■ **DIRECTIONS FOR THIS TASK**
Transcribe only what runs from the line containing "per_instance = true" through the end of the listing, line for line and exactly, and omit the pictures.

■ **PROVIDED DATA**
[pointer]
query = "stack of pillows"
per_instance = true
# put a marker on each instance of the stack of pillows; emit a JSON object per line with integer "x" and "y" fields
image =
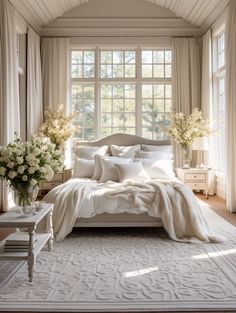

■ **OUTPUT FOR THIS EXERCISE**
per_instance = true
# put a marker on each instance of the stack of pillows; emit a JSON object per line with integer "x" and "y" fields
image =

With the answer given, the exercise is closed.